EXTRAIT DE TEXTE:
● ● ● ● ● ● ●
Instances d'égarement Patrick Bécuwe
Les expositions peuvent être considérées comme des «façons de voir». En 1969 à la Kunsthalle de Berne H. Szeeman conçut la fameuse exposition «quand les attitudes deviennent forme». Cette prise de position originale et fraîche qui inaugurait une nouvelle pratique -celle d’un commissariat créatif faisant de l’exposition elle-même une création - s’est mué peu à peu dans une orthodoxie.
● ● ● ● ● ● ●
BLOC DE DONNÉES:
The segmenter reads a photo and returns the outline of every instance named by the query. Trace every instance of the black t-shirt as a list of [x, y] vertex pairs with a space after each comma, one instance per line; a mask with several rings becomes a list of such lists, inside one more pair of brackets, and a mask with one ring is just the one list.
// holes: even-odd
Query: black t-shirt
● ● ● ● ● ● ●
ACTIONS À RÉALISER:
(a) D'après l'extrait de texte, dans quelle institution H. Szeeman a-t-il conçu l'exposition «quand les attitudes deviennent forme» en 1969 ?
(b) Relevez tous les noms de personnes et d'institutions qui figurent dans l'extrait de texte.

LISTE DES SOLUTIONS:
(a) À la Kunsthalle de Berne.

(b) Patrick Bécuwe, H. Szeeman, Kunsthalle de Berne